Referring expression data
-=-=-

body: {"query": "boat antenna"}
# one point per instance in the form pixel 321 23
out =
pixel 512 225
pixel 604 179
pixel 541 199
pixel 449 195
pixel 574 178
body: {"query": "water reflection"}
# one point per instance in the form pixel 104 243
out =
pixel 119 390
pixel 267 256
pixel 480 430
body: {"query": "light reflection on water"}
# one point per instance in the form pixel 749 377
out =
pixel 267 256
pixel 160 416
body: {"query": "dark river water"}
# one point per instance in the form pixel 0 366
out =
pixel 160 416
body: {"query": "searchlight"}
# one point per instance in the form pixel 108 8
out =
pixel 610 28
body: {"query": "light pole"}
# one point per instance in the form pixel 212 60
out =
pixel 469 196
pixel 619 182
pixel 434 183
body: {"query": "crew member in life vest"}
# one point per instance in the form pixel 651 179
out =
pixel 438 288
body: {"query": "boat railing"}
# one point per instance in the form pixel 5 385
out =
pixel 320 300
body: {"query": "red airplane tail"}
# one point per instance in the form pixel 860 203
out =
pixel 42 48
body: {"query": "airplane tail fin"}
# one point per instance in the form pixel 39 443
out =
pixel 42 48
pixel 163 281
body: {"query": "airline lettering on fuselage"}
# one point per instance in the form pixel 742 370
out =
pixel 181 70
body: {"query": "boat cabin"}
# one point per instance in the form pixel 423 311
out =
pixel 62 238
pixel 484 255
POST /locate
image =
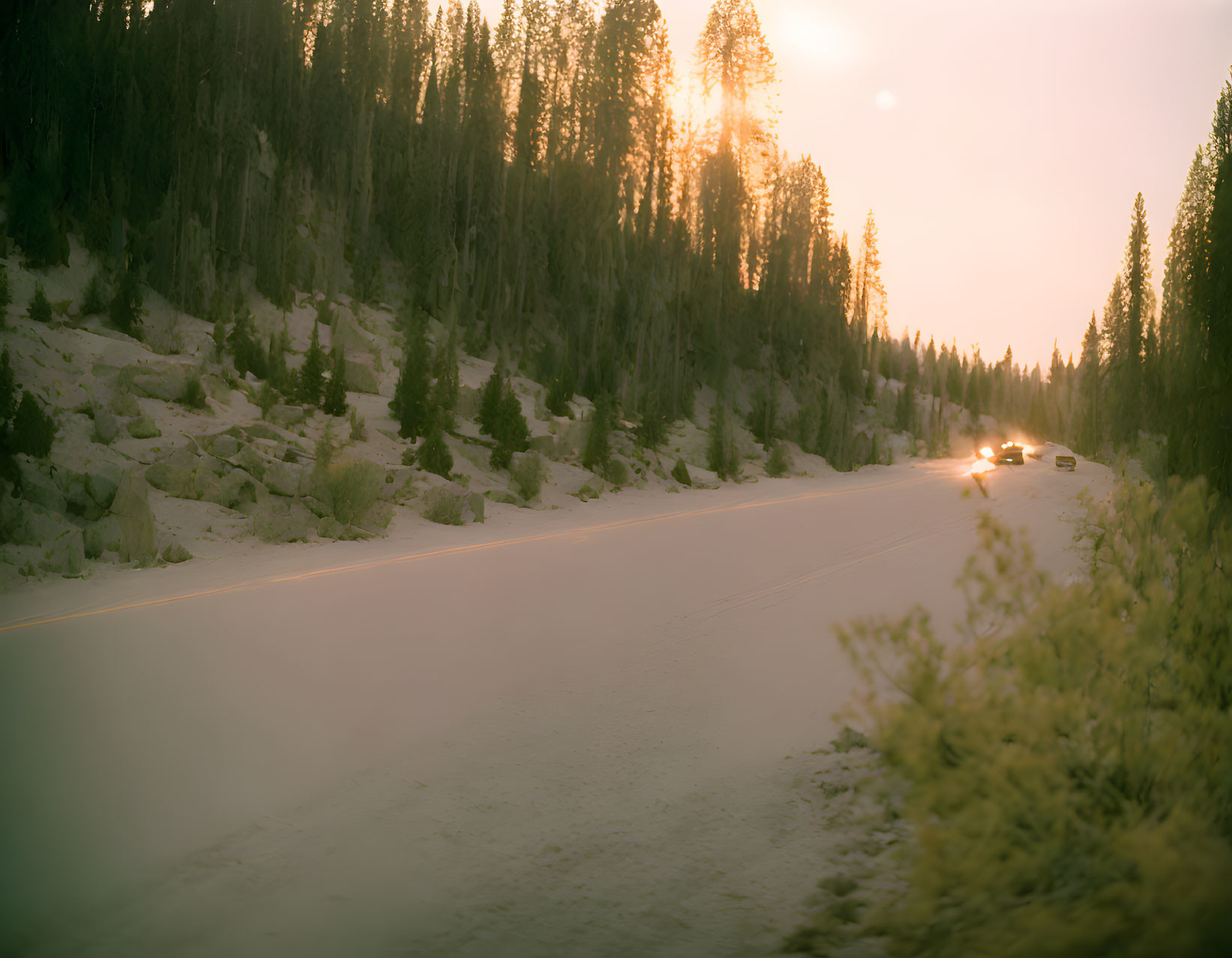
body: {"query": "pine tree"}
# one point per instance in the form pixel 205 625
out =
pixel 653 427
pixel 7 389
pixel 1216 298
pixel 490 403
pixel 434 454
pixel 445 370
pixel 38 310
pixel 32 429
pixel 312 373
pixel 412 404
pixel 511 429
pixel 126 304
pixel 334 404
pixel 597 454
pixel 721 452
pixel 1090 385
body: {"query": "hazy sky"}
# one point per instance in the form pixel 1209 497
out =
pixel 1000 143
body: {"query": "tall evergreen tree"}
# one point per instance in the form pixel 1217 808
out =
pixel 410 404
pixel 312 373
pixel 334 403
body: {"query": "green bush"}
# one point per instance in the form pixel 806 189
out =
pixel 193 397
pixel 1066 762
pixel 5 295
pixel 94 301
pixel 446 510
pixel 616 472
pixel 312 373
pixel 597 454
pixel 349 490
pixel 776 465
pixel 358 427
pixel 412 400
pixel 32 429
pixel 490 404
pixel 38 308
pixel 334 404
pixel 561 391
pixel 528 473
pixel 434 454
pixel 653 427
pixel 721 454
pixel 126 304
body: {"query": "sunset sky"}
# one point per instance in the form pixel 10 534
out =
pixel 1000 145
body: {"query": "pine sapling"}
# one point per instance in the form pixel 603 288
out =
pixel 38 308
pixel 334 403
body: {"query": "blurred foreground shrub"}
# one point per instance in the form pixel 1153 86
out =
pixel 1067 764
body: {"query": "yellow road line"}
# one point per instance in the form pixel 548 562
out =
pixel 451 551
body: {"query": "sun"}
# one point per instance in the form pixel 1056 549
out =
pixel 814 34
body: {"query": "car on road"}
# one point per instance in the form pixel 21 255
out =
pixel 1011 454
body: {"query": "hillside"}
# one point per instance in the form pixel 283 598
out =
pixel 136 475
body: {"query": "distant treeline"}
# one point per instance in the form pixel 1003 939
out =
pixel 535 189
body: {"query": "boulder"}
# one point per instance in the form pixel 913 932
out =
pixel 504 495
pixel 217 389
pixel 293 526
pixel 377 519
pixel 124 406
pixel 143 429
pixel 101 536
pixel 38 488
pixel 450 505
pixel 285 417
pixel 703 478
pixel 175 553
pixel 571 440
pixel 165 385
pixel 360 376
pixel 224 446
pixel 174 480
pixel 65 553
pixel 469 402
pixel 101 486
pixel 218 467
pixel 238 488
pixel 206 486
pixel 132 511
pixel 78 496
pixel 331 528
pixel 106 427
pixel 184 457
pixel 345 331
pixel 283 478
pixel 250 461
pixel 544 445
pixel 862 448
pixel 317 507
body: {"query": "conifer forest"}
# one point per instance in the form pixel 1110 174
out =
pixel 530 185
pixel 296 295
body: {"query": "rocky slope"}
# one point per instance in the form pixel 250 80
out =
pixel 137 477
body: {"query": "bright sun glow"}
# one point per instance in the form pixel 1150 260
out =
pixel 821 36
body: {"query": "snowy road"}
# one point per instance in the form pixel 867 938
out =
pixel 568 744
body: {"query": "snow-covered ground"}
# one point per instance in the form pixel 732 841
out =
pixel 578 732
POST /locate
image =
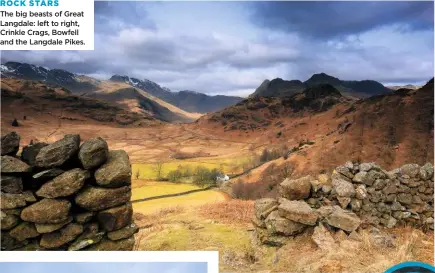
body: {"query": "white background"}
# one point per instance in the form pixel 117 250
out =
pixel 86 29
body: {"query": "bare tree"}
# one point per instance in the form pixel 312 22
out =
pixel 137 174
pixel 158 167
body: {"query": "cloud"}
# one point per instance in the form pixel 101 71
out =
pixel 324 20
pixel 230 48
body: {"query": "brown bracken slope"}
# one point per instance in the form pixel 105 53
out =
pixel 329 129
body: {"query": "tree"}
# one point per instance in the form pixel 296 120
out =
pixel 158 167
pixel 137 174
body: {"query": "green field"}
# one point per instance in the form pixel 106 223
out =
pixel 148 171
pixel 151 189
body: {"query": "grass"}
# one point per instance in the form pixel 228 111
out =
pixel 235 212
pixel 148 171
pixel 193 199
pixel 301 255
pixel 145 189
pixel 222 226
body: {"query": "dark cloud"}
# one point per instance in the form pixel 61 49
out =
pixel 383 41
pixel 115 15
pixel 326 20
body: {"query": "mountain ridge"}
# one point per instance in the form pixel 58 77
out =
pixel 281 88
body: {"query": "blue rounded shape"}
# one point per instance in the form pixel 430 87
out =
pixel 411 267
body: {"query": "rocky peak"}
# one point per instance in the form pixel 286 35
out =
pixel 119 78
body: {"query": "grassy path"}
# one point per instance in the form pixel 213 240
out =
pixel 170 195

-=-=-

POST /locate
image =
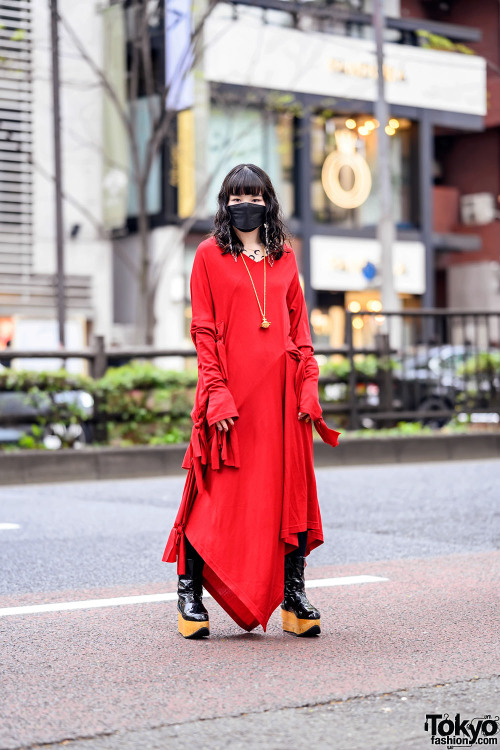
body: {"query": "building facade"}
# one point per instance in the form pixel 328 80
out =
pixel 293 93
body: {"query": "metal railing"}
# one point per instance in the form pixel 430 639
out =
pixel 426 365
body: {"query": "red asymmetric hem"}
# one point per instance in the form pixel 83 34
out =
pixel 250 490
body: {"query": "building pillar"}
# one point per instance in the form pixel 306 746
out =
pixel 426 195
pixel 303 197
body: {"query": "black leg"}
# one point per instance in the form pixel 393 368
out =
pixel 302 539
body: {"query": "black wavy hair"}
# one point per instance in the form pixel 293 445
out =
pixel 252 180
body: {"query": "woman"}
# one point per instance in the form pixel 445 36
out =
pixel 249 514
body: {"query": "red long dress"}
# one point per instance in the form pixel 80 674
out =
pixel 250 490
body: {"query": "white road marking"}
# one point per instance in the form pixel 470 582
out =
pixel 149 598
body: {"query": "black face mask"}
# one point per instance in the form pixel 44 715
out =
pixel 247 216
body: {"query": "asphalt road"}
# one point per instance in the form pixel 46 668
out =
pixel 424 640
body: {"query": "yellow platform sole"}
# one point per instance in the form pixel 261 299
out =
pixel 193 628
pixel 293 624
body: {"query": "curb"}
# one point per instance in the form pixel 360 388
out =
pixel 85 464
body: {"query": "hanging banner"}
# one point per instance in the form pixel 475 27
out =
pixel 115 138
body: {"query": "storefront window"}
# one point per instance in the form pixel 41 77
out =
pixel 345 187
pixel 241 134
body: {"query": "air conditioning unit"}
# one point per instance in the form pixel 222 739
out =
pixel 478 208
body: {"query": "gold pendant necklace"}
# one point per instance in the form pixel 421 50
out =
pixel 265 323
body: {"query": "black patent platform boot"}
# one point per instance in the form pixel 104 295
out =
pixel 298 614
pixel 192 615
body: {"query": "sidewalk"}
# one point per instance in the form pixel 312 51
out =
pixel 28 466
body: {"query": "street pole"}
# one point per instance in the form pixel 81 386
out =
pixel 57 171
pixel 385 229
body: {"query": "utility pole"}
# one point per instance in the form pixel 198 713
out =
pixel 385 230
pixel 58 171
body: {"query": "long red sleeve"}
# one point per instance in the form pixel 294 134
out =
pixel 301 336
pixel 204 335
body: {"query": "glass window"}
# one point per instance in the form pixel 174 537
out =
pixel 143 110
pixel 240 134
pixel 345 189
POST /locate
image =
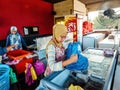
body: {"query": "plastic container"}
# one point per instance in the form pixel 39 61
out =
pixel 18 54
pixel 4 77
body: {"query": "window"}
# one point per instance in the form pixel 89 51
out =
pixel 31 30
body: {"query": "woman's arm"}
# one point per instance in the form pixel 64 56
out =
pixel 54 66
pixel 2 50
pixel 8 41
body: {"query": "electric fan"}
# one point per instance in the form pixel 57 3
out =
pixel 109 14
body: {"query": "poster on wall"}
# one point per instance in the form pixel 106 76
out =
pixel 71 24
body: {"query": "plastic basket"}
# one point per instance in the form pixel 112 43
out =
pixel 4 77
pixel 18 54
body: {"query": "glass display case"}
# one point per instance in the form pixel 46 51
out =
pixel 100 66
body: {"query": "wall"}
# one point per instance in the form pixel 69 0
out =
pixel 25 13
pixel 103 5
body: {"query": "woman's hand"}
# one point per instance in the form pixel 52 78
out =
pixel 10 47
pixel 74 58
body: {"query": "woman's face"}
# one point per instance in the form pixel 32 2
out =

-=-=-

Report every line of the entries that carries the word "slope".

body: {"query": "rocky slope"}
body: {"query": "brown bracken slope"}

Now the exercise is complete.